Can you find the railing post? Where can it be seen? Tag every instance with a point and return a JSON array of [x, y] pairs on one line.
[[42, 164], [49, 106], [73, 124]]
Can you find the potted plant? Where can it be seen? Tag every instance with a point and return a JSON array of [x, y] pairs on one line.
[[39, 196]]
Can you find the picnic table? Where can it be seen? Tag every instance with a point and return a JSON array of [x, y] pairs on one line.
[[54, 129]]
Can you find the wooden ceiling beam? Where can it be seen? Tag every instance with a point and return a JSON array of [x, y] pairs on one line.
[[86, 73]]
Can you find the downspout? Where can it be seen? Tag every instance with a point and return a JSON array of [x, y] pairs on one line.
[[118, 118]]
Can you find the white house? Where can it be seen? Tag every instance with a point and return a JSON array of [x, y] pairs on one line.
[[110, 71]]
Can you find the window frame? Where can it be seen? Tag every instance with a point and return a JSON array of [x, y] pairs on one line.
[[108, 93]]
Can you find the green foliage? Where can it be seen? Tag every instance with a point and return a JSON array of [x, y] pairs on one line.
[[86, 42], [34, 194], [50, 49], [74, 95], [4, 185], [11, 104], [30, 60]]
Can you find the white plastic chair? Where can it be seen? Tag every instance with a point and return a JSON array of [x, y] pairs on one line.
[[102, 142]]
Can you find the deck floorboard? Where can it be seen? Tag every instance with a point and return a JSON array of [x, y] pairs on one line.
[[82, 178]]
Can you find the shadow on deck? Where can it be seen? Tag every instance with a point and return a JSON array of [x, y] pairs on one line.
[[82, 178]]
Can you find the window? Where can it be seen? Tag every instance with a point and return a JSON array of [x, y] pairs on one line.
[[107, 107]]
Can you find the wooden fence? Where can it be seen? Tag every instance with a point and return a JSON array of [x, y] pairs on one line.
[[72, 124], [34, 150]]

◇ ◇ ◇ ◇ ◇ ◇ ◇

• Exercise objective: Retype every line of the listing above exactly as given.

• Task response:
Can you find the railing post? Where can it be seen? Tag every instance with a point and return a JSON array of [x, y] pairs on one line.
[[42, 164], [49, 106], [73, 124]]
Can you find the potted plant? Where can it be seen? Tag every instance with a point and return a JSON array of [x, y] pairs on one line.
[[39, 196]]
Can you find the picnic table? Where can it be seen? Tag every instance with a point and return a JSON array of [x, y] pairs on one line.
[[54, 129]]
Can you find the wooden ceiling beam? Where can it be seen? Tag every instance with a point and return a JSON array of [x, y] pairs on one line.
[[86, 73]]
Can you find the downspout? Where can it be seen? Tag every instance with a point and return a JSON array of [x, y] pairs on one line.
[[118, 118]]
Can you find the white house? Where can it be seen? Tag every instance with a point and return a JSON array of [x, y] pairs on one line.
[[110, 71]]
Can you find the window frame? Where can it be seen? Tag every instance with a point and return a JSON array of [x, y] pairs on one line.
[[108, 93]]
Can you find the green foliage? Where can it be seen? Tag every instance with a point and return a JSON array of [x, y] pairs on one line.
[[86, 42], [34, 194], [50, 49], [74, 95], [4, 185], [11, 104], [30, 60]]
Can you find the white plastic chair? Where can it be seen? Tag every instance with a point and return a JSON array of [x, y] pairs on one line.
[[102, 142]]
Can you find the deck floorboard? Where can it be seen? Tag every instance with a point and return a JSON array of [x, y] pairs on one line.
[[82, 178]]
Can you find the shadow on deck? Where can it be seen? Tag every instance with a point and return a JSON array of [x, y] pairs on one line.
[[82, 178]]
Can you find the window? Where can it be seen? Tag every instance with a point and return a JSON array of [x, y] pairs on one line.
[[107, 107]]
Can you find the wooden fence? Where can it be seen? Tag every instance with a point and return a JSON array of [x, y] pairs on one line.
[[72, 124], [34, 150]]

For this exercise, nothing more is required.